Exercise
Pick out each line below that contains the string "outline" and copy it.

The input
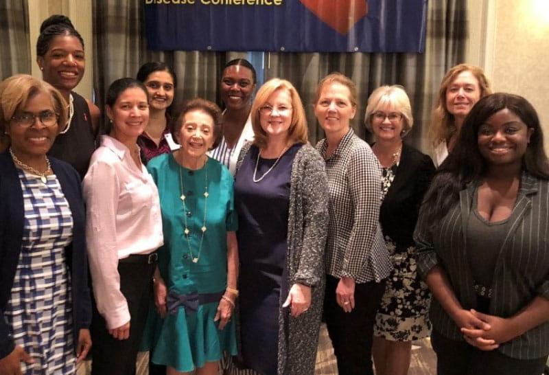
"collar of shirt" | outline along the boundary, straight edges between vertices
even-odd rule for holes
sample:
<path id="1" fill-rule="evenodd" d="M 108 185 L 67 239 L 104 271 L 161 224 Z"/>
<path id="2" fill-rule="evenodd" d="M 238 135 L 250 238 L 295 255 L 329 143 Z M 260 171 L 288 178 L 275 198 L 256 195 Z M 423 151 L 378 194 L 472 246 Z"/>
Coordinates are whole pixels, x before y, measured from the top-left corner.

...

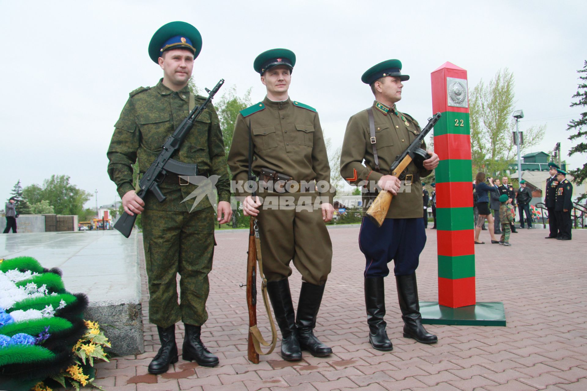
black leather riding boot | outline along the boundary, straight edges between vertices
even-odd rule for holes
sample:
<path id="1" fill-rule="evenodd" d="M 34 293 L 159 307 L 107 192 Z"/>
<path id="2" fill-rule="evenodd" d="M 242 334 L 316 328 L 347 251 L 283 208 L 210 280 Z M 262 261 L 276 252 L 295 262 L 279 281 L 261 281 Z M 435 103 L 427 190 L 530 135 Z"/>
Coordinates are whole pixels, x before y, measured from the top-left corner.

Task solution
"collar of shirt" | outline along the boundary, straight edges between vertices
black leather riding boot | outline along the boundary, straight edges between vertices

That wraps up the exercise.